* Exercise aim *
List every line in the entries below that contains the word "cluster", copying each such line in full.

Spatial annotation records
* Begin *

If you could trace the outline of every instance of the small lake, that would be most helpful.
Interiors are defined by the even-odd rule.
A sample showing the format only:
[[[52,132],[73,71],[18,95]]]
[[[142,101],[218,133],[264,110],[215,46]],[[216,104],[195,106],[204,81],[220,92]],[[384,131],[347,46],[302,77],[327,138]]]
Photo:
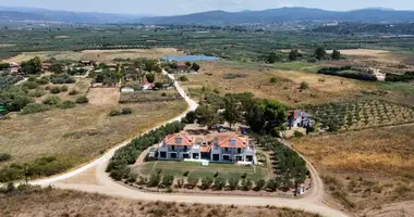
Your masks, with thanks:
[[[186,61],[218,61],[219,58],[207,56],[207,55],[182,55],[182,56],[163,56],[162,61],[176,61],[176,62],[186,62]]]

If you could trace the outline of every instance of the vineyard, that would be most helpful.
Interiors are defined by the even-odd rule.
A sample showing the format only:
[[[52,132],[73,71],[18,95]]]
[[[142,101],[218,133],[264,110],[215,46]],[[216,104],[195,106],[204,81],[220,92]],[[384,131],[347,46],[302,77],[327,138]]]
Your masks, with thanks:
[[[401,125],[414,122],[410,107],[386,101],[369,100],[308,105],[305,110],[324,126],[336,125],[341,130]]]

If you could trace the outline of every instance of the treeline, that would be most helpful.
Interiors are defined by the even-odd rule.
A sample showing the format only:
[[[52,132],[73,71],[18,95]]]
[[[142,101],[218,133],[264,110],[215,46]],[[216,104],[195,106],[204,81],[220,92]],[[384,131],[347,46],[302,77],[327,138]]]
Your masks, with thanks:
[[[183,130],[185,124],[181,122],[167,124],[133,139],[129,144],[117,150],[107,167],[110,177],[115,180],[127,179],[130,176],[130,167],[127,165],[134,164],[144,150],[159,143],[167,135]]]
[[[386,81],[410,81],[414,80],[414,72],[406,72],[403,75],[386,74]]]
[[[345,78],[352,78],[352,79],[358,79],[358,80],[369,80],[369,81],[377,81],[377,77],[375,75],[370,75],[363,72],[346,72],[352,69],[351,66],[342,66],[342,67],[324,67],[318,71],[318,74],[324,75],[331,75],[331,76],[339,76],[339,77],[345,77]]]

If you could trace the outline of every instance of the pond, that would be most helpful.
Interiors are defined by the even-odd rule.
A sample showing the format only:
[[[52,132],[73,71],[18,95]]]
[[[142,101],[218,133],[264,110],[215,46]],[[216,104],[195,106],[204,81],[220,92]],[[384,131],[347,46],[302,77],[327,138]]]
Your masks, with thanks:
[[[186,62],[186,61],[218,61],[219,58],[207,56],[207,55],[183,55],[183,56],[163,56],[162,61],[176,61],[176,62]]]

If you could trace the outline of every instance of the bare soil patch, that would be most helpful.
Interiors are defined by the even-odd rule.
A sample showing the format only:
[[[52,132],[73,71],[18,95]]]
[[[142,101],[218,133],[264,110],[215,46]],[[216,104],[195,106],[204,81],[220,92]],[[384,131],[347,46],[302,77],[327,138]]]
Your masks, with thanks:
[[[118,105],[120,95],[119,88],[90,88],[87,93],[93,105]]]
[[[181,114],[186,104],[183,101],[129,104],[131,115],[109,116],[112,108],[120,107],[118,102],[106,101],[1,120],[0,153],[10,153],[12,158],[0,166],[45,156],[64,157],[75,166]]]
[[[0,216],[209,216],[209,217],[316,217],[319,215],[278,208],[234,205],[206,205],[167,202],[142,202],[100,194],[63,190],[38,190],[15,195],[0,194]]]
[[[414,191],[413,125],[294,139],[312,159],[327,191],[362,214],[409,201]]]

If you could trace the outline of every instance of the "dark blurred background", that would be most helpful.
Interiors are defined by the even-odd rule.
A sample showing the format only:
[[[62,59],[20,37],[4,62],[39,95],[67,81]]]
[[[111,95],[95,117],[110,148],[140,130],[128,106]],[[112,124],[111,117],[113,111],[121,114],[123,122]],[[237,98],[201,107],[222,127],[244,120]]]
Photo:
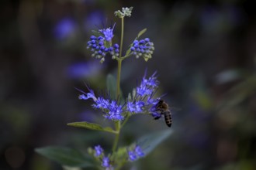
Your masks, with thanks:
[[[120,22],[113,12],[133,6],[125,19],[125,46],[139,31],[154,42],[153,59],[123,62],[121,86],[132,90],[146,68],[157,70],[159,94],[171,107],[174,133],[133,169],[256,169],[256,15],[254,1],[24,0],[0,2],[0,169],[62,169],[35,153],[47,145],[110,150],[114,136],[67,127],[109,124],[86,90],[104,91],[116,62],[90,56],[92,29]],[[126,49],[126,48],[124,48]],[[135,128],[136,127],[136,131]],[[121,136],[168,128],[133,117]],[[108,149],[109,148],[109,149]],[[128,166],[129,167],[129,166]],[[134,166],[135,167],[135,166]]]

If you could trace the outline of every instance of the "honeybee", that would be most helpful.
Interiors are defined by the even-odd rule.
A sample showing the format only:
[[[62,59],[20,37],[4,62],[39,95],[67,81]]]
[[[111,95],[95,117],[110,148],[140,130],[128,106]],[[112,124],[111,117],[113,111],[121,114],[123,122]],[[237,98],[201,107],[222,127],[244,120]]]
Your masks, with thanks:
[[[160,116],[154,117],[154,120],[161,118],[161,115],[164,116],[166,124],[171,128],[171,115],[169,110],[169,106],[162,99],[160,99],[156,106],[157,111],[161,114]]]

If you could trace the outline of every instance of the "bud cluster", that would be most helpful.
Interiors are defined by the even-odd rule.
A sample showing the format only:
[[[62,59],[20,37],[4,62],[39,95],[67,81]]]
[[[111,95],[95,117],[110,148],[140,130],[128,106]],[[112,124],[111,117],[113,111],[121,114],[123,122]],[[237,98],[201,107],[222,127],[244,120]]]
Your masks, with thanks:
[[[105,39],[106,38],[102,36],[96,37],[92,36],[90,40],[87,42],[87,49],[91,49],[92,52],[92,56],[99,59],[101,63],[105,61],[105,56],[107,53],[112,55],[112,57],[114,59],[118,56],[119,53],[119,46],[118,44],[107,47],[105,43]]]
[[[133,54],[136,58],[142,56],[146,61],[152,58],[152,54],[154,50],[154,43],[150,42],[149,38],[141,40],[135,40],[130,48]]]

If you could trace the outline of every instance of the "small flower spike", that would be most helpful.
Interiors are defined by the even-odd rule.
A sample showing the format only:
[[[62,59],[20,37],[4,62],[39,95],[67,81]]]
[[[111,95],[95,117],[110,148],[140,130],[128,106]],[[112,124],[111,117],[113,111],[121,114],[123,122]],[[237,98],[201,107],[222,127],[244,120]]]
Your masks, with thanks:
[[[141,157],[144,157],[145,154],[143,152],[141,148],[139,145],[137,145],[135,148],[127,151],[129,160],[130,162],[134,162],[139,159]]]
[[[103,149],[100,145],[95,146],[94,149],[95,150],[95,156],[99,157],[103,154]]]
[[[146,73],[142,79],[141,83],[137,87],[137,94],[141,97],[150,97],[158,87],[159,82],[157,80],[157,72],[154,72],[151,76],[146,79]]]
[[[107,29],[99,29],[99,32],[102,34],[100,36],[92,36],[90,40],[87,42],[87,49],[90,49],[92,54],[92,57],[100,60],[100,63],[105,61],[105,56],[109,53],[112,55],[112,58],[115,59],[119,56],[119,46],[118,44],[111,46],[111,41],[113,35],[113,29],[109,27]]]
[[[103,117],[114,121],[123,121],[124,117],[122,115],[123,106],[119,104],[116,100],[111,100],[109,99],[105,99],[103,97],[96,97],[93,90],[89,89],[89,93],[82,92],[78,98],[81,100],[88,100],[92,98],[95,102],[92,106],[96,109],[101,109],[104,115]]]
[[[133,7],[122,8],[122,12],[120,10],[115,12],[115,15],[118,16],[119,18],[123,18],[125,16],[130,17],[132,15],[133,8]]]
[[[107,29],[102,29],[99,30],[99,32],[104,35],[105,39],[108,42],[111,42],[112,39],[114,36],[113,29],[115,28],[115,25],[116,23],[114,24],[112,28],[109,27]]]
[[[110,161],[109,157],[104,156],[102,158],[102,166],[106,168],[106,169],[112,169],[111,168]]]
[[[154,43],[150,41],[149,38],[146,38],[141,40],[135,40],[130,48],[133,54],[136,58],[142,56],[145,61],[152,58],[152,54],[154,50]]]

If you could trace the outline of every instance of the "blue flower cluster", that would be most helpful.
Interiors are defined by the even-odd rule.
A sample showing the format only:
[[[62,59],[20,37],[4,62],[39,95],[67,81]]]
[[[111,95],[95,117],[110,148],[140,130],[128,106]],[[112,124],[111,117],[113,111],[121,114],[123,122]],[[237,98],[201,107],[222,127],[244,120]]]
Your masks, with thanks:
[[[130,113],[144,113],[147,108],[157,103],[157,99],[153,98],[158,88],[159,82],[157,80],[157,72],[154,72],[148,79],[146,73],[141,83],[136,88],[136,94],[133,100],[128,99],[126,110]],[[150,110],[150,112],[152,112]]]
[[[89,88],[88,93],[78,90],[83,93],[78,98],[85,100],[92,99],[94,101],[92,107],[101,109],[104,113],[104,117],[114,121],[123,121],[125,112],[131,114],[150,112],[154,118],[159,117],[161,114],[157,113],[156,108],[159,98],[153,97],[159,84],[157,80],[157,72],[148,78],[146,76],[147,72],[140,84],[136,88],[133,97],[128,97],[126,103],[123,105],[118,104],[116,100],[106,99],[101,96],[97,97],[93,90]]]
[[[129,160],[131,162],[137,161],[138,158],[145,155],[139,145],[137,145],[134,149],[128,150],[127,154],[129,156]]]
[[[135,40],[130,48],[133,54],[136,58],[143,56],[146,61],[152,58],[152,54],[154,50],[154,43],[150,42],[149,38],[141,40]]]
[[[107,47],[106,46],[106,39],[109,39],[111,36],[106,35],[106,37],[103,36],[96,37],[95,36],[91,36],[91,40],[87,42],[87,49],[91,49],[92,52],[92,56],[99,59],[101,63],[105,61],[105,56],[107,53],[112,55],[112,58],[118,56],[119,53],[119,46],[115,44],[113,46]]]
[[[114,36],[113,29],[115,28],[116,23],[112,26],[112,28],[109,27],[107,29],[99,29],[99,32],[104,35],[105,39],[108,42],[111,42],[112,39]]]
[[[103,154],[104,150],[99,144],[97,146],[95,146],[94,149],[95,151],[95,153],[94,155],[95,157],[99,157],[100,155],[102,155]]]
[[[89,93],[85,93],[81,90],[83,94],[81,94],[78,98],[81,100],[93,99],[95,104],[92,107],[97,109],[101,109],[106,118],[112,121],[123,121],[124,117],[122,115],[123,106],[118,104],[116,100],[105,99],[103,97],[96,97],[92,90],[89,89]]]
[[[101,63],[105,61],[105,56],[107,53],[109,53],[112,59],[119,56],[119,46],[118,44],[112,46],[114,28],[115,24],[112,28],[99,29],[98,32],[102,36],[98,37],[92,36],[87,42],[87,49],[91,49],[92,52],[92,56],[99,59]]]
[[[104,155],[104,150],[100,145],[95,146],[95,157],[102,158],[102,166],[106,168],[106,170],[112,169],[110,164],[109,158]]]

* End *

* Response for this exercise *
If you could trace the outline of every instance of the "bud cluster", that would be most helpful.
If you could trace the outline of every instance of the "blue flower cluster", that would be most helpful.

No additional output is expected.